* TASK OBJECTIVE
Convert all the rows below into a two-column CSV with the header instruction,points. Give one line per row, with its text and its answer each in a double-quoted field and any line breaks replaced by spaces.
+ + +
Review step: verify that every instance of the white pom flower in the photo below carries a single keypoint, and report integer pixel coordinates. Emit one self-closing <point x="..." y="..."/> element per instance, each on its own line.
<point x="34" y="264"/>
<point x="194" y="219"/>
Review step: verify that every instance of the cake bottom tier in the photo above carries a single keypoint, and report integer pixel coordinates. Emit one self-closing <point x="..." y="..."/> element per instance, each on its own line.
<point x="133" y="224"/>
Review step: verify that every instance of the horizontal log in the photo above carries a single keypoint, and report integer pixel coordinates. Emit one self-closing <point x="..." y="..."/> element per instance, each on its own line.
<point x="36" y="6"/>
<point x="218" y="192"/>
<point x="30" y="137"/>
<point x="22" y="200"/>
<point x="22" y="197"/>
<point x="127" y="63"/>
+ + +
* FINISHED EXERCISE
instruction,points
"Review step: verify that every instance of the white pom flower in the photo below carries a single keypoint, and report integer pixel coordinates. Emit one self-closing <point x=""..."" y=""...""/> element per instance, each on its own line.","<point x=""34"" y=""264""/> <point x=""194"" y=""219""/>"
"Review step: verify that every instance of the cake bottom tier in the photo above carries a single keypoint, and report integer pixel coordinates. Emit one self-closing <point x=""..."" y=""...""/> element per instance, each on its own line.","<point x=""133"" y=""224""/>"
"Review step: verify that every instance of the horizontal log in the photo above carries a single keypoint, and report integer pixel coordinates. Emit one self-closing <point x=""..."" y=""...""/> element per instance, each on its own line.","<point x=""36"" y=""6""/> <point x=""218"" y=""192""/> <point x=""30"" y=""137""/> <point x=""22"" y=""200""/> <point x=""22"" y=""197""/> <point x=""127"" y=""63""/>"